* start Given data *

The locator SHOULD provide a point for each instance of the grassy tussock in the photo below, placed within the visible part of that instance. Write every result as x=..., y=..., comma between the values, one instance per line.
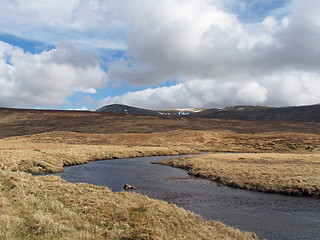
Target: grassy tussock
x=219, y=140
x=293, y=174
x=48, y=208
x=37, y=158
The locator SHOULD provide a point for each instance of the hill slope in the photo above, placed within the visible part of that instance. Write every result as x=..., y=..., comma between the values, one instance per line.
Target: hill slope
x=309, y=113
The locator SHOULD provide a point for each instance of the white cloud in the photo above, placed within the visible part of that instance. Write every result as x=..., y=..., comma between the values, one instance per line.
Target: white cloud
x=251, y=93
x=48, y=78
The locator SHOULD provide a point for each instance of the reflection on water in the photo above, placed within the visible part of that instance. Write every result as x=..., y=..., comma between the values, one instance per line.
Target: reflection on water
x=270, y=216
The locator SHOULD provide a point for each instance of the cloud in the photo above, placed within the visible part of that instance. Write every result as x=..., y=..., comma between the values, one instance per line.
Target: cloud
x=48, y=78
x=284, y=89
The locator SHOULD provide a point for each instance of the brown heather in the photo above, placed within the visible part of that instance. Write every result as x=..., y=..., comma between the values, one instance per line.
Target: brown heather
x=284, y=158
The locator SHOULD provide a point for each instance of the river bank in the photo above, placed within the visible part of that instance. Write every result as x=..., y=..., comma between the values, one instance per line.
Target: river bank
x=290, y=174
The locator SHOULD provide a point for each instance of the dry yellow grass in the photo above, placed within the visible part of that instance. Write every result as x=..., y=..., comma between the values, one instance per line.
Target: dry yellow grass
x=293, y=174
x=49, y=208
x=37, y=158
x=218, y=140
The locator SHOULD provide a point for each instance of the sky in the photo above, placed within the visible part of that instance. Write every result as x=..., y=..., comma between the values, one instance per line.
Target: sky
x=159, y=54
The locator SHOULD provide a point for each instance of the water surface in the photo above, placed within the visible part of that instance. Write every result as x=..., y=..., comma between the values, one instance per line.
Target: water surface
x=270, y=216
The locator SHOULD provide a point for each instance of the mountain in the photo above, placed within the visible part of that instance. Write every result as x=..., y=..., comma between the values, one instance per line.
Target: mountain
x=309, y=113
x=118, y=108
x=124, y=109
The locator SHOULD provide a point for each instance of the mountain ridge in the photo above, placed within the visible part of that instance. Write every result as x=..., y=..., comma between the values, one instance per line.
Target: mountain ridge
x=306, y=113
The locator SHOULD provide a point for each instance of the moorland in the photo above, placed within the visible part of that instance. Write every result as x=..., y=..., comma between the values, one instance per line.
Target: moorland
x=270, y=156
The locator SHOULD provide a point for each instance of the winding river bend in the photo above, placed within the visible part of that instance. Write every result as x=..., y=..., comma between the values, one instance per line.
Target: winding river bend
x=270, y=216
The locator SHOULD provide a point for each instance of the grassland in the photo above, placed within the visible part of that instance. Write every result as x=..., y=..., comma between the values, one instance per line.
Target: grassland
x=49, y=208
x=291, y=174
x=280, y=157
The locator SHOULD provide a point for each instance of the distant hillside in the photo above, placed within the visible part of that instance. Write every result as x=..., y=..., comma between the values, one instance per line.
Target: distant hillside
x=118, y=108
x=124, y=109
x=309, y=113
x=297, y=114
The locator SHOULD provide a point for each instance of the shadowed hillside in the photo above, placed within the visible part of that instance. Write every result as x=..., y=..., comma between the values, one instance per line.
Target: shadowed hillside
x=17, y=122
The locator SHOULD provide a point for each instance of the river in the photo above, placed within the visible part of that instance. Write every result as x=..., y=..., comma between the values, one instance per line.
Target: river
x=271, y=216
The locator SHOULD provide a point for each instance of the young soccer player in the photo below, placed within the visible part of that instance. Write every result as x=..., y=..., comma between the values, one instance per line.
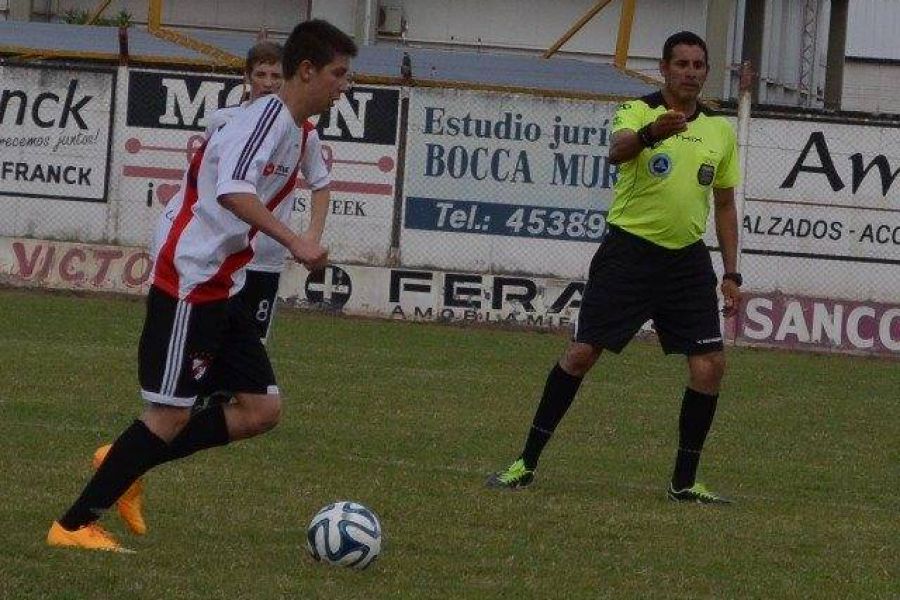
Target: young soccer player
x=192, y=330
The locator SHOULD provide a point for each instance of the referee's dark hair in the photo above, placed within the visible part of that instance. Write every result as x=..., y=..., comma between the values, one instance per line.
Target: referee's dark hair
x=317, y=41
x=687, y=38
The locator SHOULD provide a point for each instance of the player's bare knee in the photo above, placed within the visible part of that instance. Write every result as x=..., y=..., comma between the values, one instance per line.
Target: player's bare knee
x=267, y=413
x=579, y=358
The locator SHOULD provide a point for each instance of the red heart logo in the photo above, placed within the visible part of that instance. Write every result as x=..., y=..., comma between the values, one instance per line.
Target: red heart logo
x=165, y=191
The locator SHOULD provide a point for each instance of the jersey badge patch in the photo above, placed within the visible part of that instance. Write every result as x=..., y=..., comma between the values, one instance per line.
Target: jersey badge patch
x=705, y=174
x=659, y=165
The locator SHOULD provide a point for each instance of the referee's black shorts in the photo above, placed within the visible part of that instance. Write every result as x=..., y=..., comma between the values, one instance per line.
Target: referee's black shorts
x=632, y=280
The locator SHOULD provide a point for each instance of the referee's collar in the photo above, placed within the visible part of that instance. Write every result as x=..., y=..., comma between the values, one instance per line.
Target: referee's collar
x=656, y=99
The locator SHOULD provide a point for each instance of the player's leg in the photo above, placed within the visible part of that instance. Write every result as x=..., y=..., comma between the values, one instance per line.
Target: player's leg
x=259, y=296
x=177, y=342
x=244, y=370
x=688, y=323
x=614, y=306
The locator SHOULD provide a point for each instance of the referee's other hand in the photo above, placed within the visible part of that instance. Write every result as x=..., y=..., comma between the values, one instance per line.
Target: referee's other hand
x=668, y=124
x=731, y=294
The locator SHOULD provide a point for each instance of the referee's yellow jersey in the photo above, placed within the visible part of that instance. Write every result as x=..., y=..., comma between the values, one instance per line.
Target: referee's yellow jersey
x=662, y=195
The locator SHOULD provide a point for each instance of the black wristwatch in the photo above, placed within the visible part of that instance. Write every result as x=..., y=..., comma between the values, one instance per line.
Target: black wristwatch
x=737, y=278
x=645, y=136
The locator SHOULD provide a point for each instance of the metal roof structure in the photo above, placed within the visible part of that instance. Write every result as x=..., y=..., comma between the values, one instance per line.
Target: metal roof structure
x=489, y=70
x=85, y=41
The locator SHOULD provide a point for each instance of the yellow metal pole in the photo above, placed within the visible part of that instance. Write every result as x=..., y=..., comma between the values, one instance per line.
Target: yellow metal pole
x=154, y=15
x=98, y=10
x=626, y=20
x=577, y=26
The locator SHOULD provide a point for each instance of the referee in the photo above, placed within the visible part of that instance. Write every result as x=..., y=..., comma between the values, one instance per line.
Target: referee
x=653, y=263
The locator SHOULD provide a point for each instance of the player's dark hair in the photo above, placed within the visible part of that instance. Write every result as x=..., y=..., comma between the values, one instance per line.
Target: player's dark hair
x=264, y=52
x=687, y=38
x=318, y=42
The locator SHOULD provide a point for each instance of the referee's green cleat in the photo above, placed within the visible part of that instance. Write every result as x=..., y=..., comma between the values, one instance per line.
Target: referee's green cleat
x=696, y=493
x=514, y=477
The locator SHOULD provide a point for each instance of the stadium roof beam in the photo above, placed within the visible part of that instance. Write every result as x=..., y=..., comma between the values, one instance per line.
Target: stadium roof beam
x=623, y=41
x=98, y=10
x=576, y=27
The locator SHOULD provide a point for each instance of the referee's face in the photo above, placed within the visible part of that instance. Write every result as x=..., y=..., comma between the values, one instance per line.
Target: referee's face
x=685, y=73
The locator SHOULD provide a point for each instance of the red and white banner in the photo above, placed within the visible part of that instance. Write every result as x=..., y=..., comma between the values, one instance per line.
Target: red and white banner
x=61, y=265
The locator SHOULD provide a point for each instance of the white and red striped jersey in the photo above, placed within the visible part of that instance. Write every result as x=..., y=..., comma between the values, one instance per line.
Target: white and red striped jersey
x=268, y=254
x=202, y=248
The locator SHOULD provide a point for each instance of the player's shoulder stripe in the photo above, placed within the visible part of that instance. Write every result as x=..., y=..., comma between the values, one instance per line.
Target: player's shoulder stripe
x=260, y=131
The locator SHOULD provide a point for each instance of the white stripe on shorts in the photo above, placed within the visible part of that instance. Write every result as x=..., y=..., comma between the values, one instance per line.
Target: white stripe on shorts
x=175, y=353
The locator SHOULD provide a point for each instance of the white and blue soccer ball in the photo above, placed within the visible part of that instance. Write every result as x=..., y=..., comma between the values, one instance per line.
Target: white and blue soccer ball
x=346, y=534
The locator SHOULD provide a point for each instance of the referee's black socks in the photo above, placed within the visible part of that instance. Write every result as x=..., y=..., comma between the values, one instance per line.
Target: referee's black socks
x=134, y=452
x=559, y=392
x=697, y=412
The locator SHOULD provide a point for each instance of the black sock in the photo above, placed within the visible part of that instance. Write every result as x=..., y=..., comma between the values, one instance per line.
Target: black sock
x=135, y=452
x=559, y=392
x=206, y=429
x=697, y=412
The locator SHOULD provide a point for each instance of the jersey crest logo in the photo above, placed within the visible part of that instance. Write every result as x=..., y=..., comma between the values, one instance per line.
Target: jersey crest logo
x=199, y=365
x=705, y=174
x=659, y=165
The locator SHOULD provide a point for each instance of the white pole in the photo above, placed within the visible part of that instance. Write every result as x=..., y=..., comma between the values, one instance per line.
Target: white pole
x=745, y=100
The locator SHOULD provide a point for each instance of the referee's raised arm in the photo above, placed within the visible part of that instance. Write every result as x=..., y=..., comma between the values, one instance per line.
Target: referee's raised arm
x=628, y=143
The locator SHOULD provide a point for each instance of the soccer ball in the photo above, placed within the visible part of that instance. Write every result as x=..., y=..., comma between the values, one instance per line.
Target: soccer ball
x=346, y=534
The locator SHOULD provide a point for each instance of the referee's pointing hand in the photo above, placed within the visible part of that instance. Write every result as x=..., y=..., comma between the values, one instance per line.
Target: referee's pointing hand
x=668, y=124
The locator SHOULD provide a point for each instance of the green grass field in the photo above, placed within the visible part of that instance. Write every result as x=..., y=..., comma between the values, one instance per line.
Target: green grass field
x=408, y=419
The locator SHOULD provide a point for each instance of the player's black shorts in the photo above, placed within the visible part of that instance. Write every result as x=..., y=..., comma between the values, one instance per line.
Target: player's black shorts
x=183, y=346
x=259, y=294
x=632, y=280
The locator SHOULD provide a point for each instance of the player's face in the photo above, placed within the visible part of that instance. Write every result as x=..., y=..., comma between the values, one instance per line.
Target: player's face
x=685, y=73
x=264, y=78
x=329, y=82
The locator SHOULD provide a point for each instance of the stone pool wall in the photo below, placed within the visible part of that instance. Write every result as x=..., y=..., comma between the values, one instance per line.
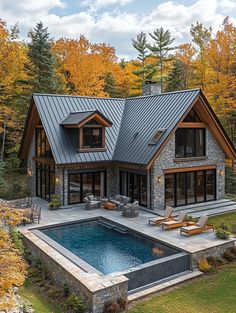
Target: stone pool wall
x=216, y=251
x=95, y=289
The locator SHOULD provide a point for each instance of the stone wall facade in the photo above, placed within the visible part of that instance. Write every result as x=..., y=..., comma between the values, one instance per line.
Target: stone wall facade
x=31, y=169
x=214, y=156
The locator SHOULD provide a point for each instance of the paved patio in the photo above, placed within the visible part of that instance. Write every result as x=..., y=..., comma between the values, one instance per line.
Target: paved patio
x=189, y=244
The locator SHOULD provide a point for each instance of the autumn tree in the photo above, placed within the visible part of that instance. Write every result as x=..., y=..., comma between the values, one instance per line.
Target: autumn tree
x=12, y=58
x=41, y=65
x=201, y=37
x=161, y=48
x=145, y=70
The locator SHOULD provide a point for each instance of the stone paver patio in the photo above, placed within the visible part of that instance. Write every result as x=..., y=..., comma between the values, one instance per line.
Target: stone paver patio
x=191, y=244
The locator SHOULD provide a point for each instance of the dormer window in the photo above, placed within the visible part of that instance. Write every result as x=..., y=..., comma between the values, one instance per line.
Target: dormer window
x=91, y=129
x=92, y=136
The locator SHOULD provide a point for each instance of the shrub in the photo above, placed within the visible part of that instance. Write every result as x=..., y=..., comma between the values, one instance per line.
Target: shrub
x=214, y=261
x=122, y=303
x=222, y=232
x=230, y=254
x=204, y=266
x=75, y=304
x=66, y=290
x=17, y=239
x=111, y=307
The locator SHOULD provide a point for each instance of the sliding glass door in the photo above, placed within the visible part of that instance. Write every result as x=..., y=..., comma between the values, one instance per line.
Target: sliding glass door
x=82, y=183
x=190, y=187
x=134, y=186
x=45, y=181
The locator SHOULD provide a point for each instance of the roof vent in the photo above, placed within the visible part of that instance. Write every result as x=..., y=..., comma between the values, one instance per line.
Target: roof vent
x=135, y=135
x=156, y=136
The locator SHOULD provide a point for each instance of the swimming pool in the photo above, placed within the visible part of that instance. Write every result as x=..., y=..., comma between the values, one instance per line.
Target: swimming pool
x=107, y=247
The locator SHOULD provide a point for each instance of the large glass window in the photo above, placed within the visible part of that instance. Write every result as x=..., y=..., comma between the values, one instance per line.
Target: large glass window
x=189, y=142
x=170, y=189
x=82, y=183
x=43, y=149
x=92, y=137
x=45, y=181
x=190, y=187
x=134, y=186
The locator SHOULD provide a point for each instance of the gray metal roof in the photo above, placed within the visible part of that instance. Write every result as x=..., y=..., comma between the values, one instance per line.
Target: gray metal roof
x=135, y=122
x=53, y=109
x=77, y=117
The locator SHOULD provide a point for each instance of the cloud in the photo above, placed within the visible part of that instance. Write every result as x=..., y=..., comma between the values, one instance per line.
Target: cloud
x=98, y=4
x=117, y=27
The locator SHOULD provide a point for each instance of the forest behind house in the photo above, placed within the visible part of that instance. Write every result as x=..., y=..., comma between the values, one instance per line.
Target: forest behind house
x=80, y=67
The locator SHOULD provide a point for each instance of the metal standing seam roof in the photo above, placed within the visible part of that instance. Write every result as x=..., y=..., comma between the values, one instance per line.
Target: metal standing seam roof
x=135, y=121
x=77, y=117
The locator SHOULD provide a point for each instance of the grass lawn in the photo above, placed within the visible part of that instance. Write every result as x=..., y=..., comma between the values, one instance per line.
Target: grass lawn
x=37, y=299
x=228, y=219
x=209, y=294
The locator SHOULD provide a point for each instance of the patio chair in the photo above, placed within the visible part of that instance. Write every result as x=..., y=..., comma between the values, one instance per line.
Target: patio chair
x=200, y=227
x=91, y=202
x=177, y=222
x=131, y=210
x=166, y=217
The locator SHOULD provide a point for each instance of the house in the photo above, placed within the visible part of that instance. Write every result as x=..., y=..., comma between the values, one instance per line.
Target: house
x=162, y=149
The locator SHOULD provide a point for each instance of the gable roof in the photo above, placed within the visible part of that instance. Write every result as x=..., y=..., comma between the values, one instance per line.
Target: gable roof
x=135, y=123
x=81, y=117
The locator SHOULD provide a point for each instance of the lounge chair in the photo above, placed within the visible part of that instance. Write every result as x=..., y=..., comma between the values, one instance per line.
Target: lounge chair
x=177, y=222
x=159, y=220
x=198, y=228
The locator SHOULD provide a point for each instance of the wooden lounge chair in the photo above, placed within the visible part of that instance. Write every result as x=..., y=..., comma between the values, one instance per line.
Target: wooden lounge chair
x=177, y=222
x=159, y=220
x=198, y=228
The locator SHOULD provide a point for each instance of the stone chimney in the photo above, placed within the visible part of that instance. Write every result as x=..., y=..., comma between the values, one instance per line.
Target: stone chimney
x=151, y=88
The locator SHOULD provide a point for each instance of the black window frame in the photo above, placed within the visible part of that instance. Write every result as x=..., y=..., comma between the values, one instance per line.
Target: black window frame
x=42, y=144
x=195, y=186
x=81, y=180
x=91, y=144
x=43, y=170
x=184, y=132
x=126, y=173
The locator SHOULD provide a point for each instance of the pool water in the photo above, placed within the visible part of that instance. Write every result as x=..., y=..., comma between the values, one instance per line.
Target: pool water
x=107, y=249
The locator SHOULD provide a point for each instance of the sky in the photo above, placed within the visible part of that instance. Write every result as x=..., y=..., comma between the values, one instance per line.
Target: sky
x=116, y=22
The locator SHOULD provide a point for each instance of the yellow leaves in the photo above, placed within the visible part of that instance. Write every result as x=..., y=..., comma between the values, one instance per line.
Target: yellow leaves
x=86, y=64
x=12, y=216
x=12, y=269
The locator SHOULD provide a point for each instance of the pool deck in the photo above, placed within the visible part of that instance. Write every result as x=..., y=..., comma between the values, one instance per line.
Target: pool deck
x=191, y=244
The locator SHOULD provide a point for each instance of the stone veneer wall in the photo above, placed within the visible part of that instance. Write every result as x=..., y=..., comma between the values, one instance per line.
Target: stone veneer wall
x=31, y=166
x=215, y=156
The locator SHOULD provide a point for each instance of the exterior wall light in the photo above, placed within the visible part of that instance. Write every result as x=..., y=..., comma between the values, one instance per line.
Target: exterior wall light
x=221, y=172
x=30, y=171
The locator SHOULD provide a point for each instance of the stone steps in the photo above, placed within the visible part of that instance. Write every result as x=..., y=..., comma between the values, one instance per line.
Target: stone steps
x=161, y=285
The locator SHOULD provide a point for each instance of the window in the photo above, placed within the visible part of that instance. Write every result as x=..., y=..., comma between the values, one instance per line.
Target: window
x=92, y=137
x=43, y=149
x=45, y=181
x=192, y=117
x=189, y=142
x=190, y=187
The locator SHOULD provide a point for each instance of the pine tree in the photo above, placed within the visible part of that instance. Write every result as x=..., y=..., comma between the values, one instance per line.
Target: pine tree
x=161, y=48
x=41, y=68
x=175, y=80
x=145, y=71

* end Given data *

*Exercise details*. Copy out the listing exactly, starting with the line that contains "the stone steps" and going on through the line that contains "x=161, y=285".

*Worked answer*.
The locator SHOULD provide a point for each instance of the stone steps in the photo above, placed within the visible part of that instance. Write every result as x=..., y=..., comma between the values, one instance per line.
Target: stone steps
x=161, y=285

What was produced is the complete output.